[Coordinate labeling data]

-- Begin --

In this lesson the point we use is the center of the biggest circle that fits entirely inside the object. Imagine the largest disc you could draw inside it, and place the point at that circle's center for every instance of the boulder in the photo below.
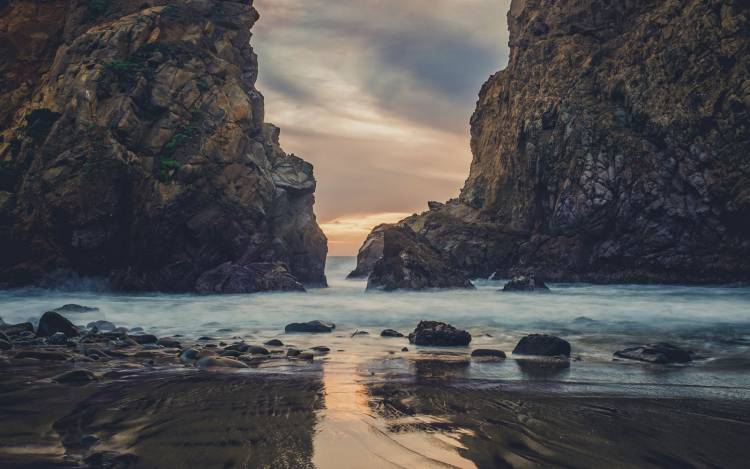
(525, 283)
(168, 342)
(102, 326)
(316, 326)
(17, 329)
(491, 353)
(274, 343)
(542, 345)
(52, 322)
(144, 338)
(58, 338)
(248, 278)
(660, 353)
(409, 262)
(74, 308)
(370, 252)
(434, 333)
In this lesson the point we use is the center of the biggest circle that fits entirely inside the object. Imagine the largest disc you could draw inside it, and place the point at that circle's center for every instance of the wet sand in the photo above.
(348, 409)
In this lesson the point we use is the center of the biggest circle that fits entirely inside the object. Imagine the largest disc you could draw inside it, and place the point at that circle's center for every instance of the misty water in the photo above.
(597, 320)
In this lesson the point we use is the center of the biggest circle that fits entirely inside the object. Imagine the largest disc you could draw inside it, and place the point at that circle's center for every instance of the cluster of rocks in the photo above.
(584, 171)
(133, 131)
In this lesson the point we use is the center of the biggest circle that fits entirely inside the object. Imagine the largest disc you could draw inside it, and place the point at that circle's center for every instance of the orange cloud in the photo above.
(347, 233)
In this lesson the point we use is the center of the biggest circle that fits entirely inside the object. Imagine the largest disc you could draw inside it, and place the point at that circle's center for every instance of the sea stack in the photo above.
(133, 147)
(612, 148)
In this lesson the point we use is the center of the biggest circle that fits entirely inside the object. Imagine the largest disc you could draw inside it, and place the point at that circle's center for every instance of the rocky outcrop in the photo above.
(370, 252)
(410, 263)
(133, 147)
(612, 148)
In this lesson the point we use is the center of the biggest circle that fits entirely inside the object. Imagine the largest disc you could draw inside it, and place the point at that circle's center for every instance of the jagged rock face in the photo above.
(135, 147)
(614, 147)
(410, 263)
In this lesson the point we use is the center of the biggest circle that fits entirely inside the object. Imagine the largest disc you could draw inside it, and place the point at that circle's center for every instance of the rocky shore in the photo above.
(134, 150)
(609, 150)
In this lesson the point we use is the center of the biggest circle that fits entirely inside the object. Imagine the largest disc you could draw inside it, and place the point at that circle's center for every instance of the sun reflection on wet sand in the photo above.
(349, 434)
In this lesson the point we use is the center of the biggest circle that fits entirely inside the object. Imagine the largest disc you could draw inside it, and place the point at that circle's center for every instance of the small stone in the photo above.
(104, 326)
(52, 322)
(58, 338)
(144, 338)
(435, 333)
(525, 283)
(274, 343)
(168, 342)
(75, 376)
(488, 353)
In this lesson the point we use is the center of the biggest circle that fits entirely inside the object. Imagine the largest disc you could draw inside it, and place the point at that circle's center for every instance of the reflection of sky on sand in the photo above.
(350, 434)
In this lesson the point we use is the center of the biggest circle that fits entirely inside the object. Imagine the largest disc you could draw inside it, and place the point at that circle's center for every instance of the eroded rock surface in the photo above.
(410, 263)
(133, 147)
(614, 147)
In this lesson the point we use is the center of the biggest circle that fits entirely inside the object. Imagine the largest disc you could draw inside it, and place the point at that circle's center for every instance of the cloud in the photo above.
(377, 94)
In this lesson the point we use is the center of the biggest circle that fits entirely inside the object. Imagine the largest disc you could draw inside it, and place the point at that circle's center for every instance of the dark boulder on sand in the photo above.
(52, 322)
(409, 262)
(525, 283)
(144, 338)
(274, 343)
(75, 376)
(490, 353)
(661, 353)
(310, 327)
(542, 345)
(439, 334)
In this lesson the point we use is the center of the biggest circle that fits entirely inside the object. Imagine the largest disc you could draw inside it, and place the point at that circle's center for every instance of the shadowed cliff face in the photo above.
(135, 148)
(612, 148)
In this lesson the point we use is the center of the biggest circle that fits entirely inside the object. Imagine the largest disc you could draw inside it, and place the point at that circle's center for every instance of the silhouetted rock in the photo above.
(440, 334)
(310, 327)
(525, 283)
(661, 353)
(410, 263)
(490, 353)
(167, 172)
(543, 345)
(73, 308)
(370, 252)
(52, 322)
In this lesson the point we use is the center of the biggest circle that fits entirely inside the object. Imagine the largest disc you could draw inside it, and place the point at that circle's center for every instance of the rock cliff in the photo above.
(133, 147)
(614, 147)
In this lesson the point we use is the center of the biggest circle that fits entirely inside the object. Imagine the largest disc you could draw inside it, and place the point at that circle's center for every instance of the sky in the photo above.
(377, 94)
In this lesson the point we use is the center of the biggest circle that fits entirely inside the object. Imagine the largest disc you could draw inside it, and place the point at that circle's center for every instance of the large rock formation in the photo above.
(613, 147)
(133, 146)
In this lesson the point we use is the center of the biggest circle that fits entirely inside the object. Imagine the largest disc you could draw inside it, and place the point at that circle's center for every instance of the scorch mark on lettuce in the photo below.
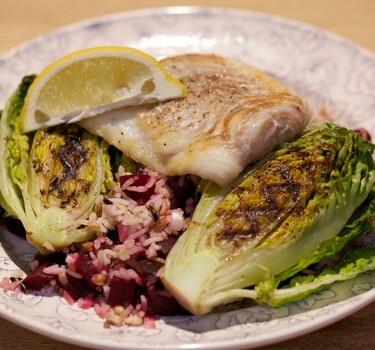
(277, 218)
(50, 180)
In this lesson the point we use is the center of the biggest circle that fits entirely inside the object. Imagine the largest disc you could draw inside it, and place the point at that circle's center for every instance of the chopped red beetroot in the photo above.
(159, 303)
(86, 268)
(122, 292)
(37, 279)
(166, 246)
(136, 190)
(146, 269)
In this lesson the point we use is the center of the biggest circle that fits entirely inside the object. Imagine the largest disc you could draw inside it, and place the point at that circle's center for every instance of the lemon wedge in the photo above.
(92, 81)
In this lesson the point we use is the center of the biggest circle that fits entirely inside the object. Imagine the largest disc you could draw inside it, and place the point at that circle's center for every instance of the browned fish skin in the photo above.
(233, 114)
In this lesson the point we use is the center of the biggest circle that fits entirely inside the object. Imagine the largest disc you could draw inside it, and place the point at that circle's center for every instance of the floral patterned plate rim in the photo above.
(329, 71)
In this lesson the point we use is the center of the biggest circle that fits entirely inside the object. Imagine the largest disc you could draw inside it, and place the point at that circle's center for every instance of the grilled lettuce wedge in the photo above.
(50, 179)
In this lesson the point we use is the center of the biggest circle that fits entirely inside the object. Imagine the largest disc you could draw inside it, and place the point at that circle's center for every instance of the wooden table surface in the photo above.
(21, 20)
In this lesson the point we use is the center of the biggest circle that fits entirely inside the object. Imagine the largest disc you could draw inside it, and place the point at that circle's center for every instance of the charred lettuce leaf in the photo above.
(281, 215)
(50, 179)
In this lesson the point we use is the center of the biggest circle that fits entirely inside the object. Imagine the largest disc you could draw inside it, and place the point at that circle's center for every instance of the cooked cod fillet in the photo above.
(233, 115)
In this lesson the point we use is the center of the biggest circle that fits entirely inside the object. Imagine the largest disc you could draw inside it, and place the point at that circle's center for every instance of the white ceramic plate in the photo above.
(329, 71)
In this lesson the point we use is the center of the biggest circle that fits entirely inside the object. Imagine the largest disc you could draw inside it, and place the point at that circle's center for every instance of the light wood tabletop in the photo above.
(21, 20)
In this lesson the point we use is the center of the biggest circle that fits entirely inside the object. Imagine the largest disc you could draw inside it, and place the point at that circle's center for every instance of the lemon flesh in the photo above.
(92, 81)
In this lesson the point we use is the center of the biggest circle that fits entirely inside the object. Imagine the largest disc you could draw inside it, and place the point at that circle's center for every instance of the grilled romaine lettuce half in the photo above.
(300, 204)
(50, 179)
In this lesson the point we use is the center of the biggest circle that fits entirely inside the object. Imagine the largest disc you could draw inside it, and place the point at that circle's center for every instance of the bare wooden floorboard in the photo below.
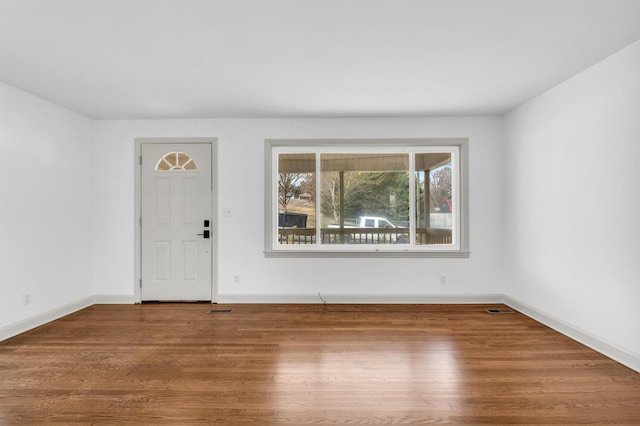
(308, 364)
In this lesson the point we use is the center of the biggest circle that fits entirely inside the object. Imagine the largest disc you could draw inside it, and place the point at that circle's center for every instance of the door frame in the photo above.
(137, 217)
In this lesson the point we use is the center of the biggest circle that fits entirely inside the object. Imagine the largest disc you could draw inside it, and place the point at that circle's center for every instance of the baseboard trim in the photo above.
(27, 324)
(401, 299)
(114, 299)
(596, 343)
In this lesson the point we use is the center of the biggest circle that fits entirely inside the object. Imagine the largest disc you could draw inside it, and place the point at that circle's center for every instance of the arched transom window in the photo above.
(176, 161)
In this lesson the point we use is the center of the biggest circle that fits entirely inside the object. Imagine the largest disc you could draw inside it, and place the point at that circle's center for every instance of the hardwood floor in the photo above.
(299, 364)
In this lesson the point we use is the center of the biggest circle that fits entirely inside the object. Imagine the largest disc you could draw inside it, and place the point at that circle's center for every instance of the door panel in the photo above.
(176, 192)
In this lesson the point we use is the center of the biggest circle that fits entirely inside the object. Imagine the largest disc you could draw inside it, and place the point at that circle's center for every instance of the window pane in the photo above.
(364, 198)
(296, 198)
(434, 192)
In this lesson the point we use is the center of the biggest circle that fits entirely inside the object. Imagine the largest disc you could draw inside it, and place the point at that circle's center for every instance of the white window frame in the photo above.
(459, 150)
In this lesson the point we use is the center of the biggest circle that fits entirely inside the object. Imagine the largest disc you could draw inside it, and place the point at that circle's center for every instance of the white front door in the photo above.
(176, 248)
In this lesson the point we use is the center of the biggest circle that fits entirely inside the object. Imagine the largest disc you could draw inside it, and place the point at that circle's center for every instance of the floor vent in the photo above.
(499, 311)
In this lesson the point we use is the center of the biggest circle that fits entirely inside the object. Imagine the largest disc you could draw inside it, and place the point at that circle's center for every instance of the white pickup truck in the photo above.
(372, 229)
(367, 222)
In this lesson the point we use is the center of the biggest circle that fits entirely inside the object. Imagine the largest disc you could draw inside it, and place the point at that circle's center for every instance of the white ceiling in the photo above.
(117, 59)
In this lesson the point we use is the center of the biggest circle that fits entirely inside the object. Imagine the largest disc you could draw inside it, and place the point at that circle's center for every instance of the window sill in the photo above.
(460, 254)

-- End --

(GIVEN TASK) Only the lines from the one that contains "ceiling in the photo above." to the end of the data should be output, exactly as they appear.

(THE ANSWER)
In this lesson the point we use is the center of the biggest circle that fits entirely inside the object. Imagine the largest disc you could draw inside it, and place the point at that circle's center for every instance of the white ceiling in the photo above.
(117, 59)
In this lesson the point we use is the center of the biggest circle that fits entirely inside the object. Imagine the largest disc you could draw inside it, and place the point at that circle's center for every instance of the window sill in the photo above.
(460, 254)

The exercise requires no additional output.